_Task requirements:_
Could you return each entry below exactly as written, minus any pictures?

↓

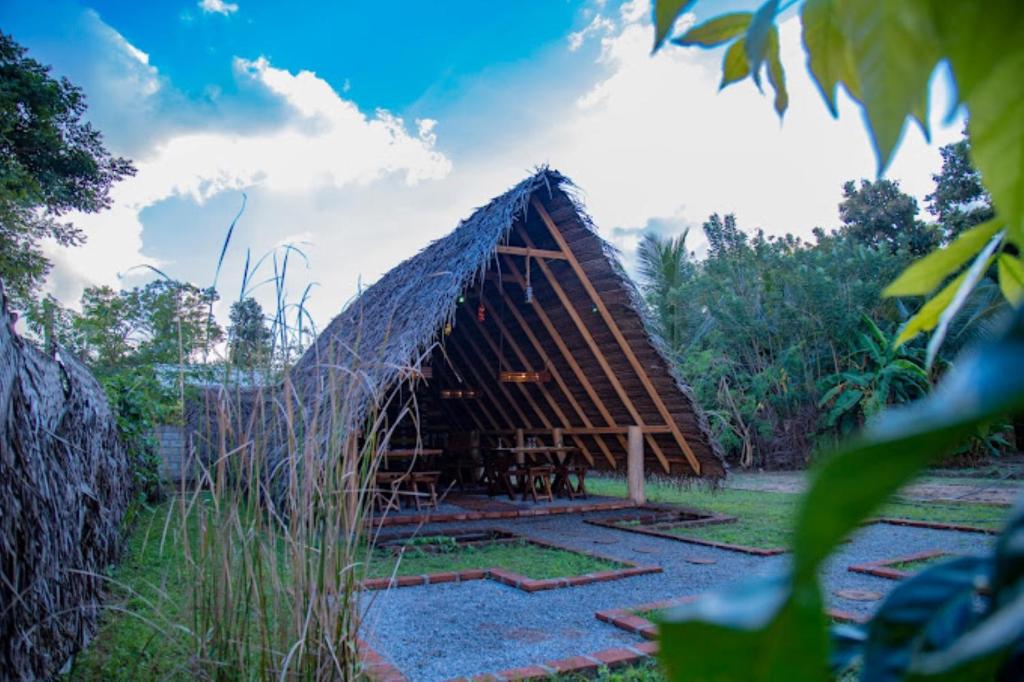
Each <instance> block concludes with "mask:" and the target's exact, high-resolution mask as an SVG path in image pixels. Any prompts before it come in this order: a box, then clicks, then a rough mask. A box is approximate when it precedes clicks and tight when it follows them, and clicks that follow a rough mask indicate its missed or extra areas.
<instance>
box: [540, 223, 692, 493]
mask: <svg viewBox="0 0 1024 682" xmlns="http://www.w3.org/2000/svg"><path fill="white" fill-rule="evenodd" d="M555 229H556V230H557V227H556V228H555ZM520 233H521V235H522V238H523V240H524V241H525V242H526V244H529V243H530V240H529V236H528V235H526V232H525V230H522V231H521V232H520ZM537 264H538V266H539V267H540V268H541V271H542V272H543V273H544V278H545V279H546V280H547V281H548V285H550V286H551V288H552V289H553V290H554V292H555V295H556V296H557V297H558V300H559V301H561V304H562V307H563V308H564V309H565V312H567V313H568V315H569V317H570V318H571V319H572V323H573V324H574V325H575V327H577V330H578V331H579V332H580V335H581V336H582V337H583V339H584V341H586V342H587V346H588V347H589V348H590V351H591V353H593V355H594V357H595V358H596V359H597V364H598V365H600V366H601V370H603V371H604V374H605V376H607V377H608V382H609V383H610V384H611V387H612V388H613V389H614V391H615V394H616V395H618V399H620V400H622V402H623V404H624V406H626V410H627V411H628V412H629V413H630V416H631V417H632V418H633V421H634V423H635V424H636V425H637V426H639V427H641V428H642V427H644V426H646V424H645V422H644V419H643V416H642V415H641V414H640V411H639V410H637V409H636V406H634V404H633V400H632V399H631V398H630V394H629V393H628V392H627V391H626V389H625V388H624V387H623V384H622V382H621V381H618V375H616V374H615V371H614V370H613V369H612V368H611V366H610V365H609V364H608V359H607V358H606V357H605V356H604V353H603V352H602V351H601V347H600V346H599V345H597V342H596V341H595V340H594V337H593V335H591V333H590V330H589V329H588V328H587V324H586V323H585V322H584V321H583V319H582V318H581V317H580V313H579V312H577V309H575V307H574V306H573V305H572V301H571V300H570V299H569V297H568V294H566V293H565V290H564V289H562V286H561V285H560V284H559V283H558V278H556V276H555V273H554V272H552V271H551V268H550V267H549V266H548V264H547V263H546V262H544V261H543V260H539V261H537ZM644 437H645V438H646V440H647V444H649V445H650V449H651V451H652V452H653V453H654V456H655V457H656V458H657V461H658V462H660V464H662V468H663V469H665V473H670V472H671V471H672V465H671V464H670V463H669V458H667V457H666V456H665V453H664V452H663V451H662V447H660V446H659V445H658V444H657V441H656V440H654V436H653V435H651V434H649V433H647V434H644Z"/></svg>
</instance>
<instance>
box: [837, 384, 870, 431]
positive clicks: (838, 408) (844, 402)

↑

_Answer to the exercise:_
Each <instance> block concludes with "mask:" and the target's exact, high-resolution mask as an SVG path in image pixels. Any prompts before it come in this order: a box, then clicks, then a rough mask. A box is approximate when it precedes clicks and tight when it follows them, and clicks that follow a rough mask indicate its missed or extra areas.
<instance>
box: [540, 223, 692, 493]
mask: <svg viewBox="0 0 1024 682" xmlns="http://www.w3.org/2000/svg"><path fill="white" fill-rule="evenodd" d="M555 229H556V230H557V227H556V228H555ZM520 233H521V235H522V238H523V240H524V241H525V242H526V244H529V243H530V240H529V236H528V235H526V232H525V230H522V231H521V232H520ZM537 264H538V266H539V267H540V268H541V271H542V272H543V273H544V278H545V279H546V280H547V281H548V285H550V286H551V288H552V289H553V290H554V292H555V295H556V296H557V297H558V300H559V301H561V304H562V307H563V308H564V309H565V312H567V313H568V315H569V317H570V318H571V319H572V323H573V324H574V325H575V327H577V330H578V331H579V332H580V335H581V336H582V337H583V339H584V341H586V342H587V346H588V347H589V348H590V351H591V353H593V355H594V357H595V358H596V359H597V364H598V365H600V366H601V370H603V371H604V374H605V376H607V377H608V382H609V383H610V384H611V387H612V388H613V389H614V391H615V394H616V395H618V399H620V400H622V402H623V404H624V406H626V410H627V411H628V412H629V413H630V416H631V417H632V418H633V421H634V423H635V424H636V425H637V426H639V427H641V428H642V427H644V426H646V424H645V422H644V419H643V416H642V415H641V414H640V411H639V410H637V409H636V406H634V404H633V400H632V399H631V398H630V394H629V393H628V392H627V391H626V389H625V388H624V387H623V384H622V382H621V381H618V375H616V374H615V371H614V370H613V369H612V368H611V366H610V365H609V364H608V359H607V358H606V357H605V356H604V353H603V352H602V351H601V347H600V346H599V345H597V342H596V341H595V340H594V337H593V335H591V333H590V330H589V329H588V328H587V324H586V323H585V322H584V321H583V319H582V318H581V317H580V313H579V312H577V309H575V307H574V306H573V305H572V301H571V300H570V299H569V297H568V294H566V293H565V290H564V289H562V286H561V285H560V284H559V283H558V278H556V276H555V273H554V272H552V271H551V268H550V267H549V266H548V264H547V263H546V262H544V261H543V260H539V261H537ZM644 437H645V438H646V440H647V444H649V445H650V449H651V451H652V452H653V453H654V456H655V457H656V458H657V461H658V462H660V464H662V468H663V469H665V473H670V472H671V471H672V465H671V464H670V463H669V458H667V457H666V456H665V453H664V452H663V451H662V447H660V446H659V445H658V444H657V441H656V440H654V436H653V435H651V434H649V433H647V434H644Z"/></svg>
</instance>
<instance>
box: [837, 384, 870, 431]
positive clicks: (838, 408) (844, 402)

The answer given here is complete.